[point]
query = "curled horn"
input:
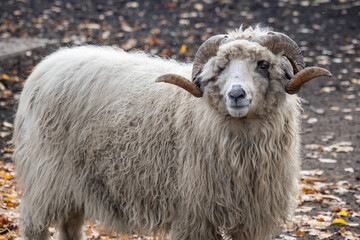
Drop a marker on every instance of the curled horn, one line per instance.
(207, 50)
(280, 43)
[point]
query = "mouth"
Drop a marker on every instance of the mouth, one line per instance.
(238, 109)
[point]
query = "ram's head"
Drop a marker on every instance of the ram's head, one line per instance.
(243, 74)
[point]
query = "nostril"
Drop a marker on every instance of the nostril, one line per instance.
(237, 92)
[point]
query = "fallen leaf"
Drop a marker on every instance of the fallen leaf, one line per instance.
(182, 49)
(327, 160)
(339, 221)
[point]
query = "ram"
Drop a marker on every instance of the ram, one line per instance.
(97, 138)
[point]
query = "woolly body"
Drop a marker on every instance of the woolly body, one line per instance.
(96, 138)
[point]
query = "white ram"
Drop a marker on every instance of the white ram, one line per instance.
(96, 138)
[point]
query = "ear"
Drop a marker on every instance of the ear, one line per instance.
(182, 82)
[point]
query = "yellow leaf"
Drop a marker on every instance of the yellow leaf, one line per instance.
(182, 49)
(6, 176)
(343, 213)
(5, 76)
(9, 150)
(339, 221)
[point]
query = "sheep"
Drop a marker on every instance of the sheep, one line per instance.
(97, 137)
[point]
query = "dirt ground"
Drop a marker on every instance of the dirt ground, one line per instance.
(328, 32)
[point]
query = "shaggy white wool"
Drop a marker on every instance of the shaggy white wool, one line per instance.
(96, 138)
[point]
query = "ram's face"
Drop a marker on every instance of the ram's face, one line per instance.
(243, 79)
(246, 77)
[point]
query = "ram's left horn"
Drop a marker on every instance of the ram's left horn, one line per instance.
(182, 82)
(295, 83)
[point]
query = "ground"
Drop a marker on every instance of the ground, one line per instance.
(327, 32)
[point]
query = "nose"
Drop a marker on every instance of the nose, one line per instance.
(237, 92)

* [Task requirements]:
Set down all of the data word for word; no pictures belong in it.

* [Completed exercise]:
[point]
query = "curled horn"
input:
Drop a marker on every instance of the curled horn, one line per instance.
(207, 50)
(280, 43)
[point]
query = "mouth"
Drop a marker on every instance of the mouth, one line per instance.
(238, 109)
[point]
query = "ram's head"
Drop a marker on every instance of the ram's head, one line per instance.
(243, 74)
[point]
query = "nostril"
Drop a marker on every instance of the nostril, one line per instance.
(237, 92)
[point]
query = "fallen leaf"
Drop a marker on every instance of the fallen leaf, one line per instance.
(182, 49)
(327, 160)
(339, 221)
[point]
query = "ram"
Drop a marker on every instance of the ram, one line per instance.
(97, 138)
[point]
query = "woolly body"
Drop a marker on every instance of the woolly body, one line per instance.
(96, 138)
[point]
query = "white ram"
Drop a marker on every instance of the white ram, one line per instance.
(96, 138)
[point]
query = "ear"
Drop a marker on every instance of the ear, one line per instance.
(182, 82)
[point]
query = "yellow leaf"
Drop a marker on every instance of the yellow leaf, one line per instance.
(182, 49)
(6, 176)
(343, 213)
(5, 76)
(9, 150)
(339, 221)
[point]
query = "sheep"
Drop a marker on every instance of the sheep, one line per instance.
(97, 137)
[point]
query = "dirt ground"
Drop a marker on every instance of the dirt ground, one line per instance.
(328, 32)
[point]
query = "shaggy white wool"
Drop a marker on every instance of the shaggy white wool, one line per instance.
(96, 138)
[point]
query = "ram's face"
Drop a marker on every instance of the ram's face, one line per instance.
(243, 79)
(246, 77)
[point]
query = "ram's left horn"
Drop a marker on every instance of the ram's left horn, one line per instance.
(182, 82)
(295, 83)
[point]
query = "ground"
Drop a marker on every instance of the ground, one line per instance.
(327, 32)
[point]
query = "nose"
Drop a marker on every instance of the nose, one line per instance.
(237, 92)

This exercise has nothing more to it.